• **Action item**
Retype the records exactly.

• **Records to use**
□ □ □ □

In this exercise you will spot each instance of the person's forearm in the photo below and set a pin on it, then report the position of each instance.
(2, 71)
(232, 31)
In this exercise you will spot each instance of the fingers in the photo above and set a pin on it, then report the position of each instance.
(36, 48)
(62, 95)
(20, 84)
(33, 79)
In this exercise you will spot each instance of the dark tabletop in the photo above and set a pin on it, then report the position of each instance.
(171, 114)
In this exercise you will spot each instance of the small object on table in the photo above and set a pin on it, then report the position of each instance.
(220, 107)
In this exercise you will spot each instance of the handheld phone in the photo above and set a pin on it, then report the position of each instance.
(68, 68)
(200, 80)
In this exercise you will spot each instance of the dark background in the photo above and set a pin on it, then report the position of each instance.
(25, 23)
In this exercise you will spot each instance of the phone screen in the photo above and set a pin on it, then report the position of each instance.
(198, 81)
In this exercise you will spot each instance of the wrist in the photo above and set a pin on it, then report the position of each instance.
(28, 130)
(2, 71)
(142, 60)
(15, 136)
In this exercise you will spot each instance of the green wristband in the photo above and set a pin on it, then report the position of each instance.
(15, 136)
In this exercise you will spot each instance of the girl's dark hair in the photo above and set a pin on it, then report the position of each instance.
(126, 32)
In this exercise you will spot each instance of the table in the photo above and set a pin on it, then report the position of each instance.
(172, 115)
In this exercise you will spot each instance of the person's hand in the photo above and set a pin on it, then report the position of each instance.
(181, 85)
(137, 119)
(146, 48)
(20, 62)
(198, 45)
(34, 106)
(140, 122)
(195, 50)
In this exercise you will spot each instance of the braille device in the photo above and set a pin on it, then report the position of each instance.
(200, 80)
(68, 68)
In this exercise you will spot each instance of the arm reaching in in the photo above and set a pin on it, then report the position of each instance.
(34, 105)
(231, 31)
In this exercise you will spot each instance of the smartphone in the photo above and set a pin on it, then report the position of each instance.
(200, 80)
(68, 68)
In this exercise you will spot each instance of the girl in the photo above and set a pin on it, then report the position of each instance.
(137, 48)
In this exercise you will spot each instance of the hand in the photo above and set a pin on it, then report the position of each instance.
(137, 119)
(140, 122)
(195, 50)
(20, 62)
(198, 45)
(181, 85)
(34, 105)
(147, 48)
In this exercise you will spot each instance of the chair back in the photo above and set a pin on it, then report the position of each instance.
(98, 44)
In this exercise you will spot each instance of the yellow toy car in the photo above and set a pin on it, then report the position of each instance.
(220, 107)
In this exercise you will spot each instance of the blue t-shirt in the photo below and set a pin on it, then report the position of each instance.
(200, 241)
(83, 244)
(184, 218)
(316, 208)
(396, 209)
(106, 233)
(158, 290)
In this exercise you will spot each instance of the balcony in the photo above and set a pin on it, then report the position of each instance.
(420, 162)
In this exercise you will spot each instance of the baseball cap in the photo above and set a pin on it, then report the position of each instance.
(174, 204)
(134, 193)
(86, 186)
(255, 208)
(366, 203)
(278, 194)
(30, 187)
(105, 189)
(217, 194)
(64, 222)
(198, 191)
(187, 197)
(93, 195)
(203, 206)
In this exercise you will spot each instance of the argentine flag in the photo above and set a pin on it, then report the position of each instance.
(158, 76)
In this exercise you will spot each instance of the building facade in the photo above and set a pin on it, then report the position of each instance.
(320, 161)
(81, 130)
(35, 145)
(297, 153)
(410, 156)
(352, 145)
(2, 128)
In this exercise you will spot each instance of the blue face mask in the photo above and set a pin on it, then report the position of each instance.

□ □ □ □

• **Solution to this problem**
In this exercise you will spot each instance of the person's forearm in the photo below and set a pin on it, then report the position of each instance.
(2, 71)
(232, 31)
In this exercise you will spot each instance of the fingers in the photo above and set a pin on it, then report the position of each instance.
(36, 48)
(62, 95)
(20, 84)
(33, 79)
In this exercise you will spot each instance of the dark tabletop in the photo above and set a pin on it, then report the position of each instance.
(171, 114)
In this exercise you will spot each instance of the small object on table in the photo above and set a pin on it, then report the position of each instance.
(220, 107)
In this exercise you will spot each instance of the handheld phone in the photo above and set a pin on it, then report the position of each instance.
(68, 68)
(200, 80)
In this exercise you will spot each instance of the dark background in the photo above and set a pin on it, then report the position of each instance.
(25, 23)
In this exercise you will spot each instance of the phone screen in the photo above and set a pin on it, then report the position of each instance.
(198, 81)
In this exercise you will spot each instance of the wrist in the photo above and set a pin on it, then report the position of each instance.
(28, 130)
(2, 71)
(142, 60)
(15, 136)
In this exercise you will spot each instance of the green wristband in the photo above and set a pin on it, then report the position of each instance.
(15, 136)
In this exercise you will spot each instance of the girl's dark hair in the photo above and set a pin on it, then report the position of each instance.
(126, 32)
In this exercise you will spot each instance of the table in the photo above and set a pin on it, then report the position of each instance.
(172, 115)
In this exercise you will spot each instance of the person's hand in the photo above and set a pin on it, then report the position of each instance.
(181, 85)
(137, 119)
(146, 48)
(20, 62)
(198, 45)
(34, 106)
(140, 122)
(195, 50)
In this exercise you will spot each instance of the braille device in the photo above and set a pin on it, then report the position of each instance.
(200, 80)
(68, 68)
In this exercise you will spot each instance of the arm reaching in in the photo above and set a pin on it, then report the position of each instance.
(34, 105)
(231, 31)
In this exercise you will spot each instance of the smartphone in the photo above and set a pin on it, then report the position of each instance.
(200, 80)
(68, 68)
In this exercise you will spot each instance of the girl in the photo above and set a pin on it, then report the position of each instance.
(137, 48)
In this exercise you will spot each instance of the hand in the photo above and set a pin on it, then report the position of each instance.
(137, 119)
(140, 122)
(195, 50)
(20, 62)
(198, 45)
(181, 85)
(34, 105)
(147, 48)
In this exercise you will spot each instance of the chair back in the photo above and set a pin on it, then report the position of each instance.
(98, 44)
In this exercise you will spot each instance of the yellow toy car in the photo above and set a pin on it, then report the position of each instance.
(220, 107)
In this exercise you will spot each instance of the blue t-shirt in the photo below and set a pin on it, then report the position of each instance.
(200, 241)
(83, 244)
(184, 218)
(316, 208)
(396, 209)
(106, 233)
(158, 290)
In this exercise you will spot each instance of the balcony in the photo above and set a pin on it, then report the position of each instance.
(420, 162)
In this exercise you will spot each instance of the baseball cap in the photo above and set a pin on it, then report the position of each instance.
(174, 204)
(134, 193)
(86, 186)
(255, 208)
(366, 203)
(278, 194)
(30, 187)
(105, 189)
(217, 194)
(64, 222)
(198, 191)
(187, 197)
(93, 195)
(203, 206)
In this exercise you will spot each instance of the argentine flag in the photo above and set a pin on it, then report the position of each instance.
(158, 76)
In this exercise you will spot each instance of the building facade in the photo above and set a pin on it, then report the position of each instance.
(320, 161)
(81, 130)
(35, 145)
(297, 153)
(410, 156)
(352, 145)
(2, 128)
In this exercise you will spot each instance of the blue face mask in the photo above and set a pin on it, then report the position of each instance.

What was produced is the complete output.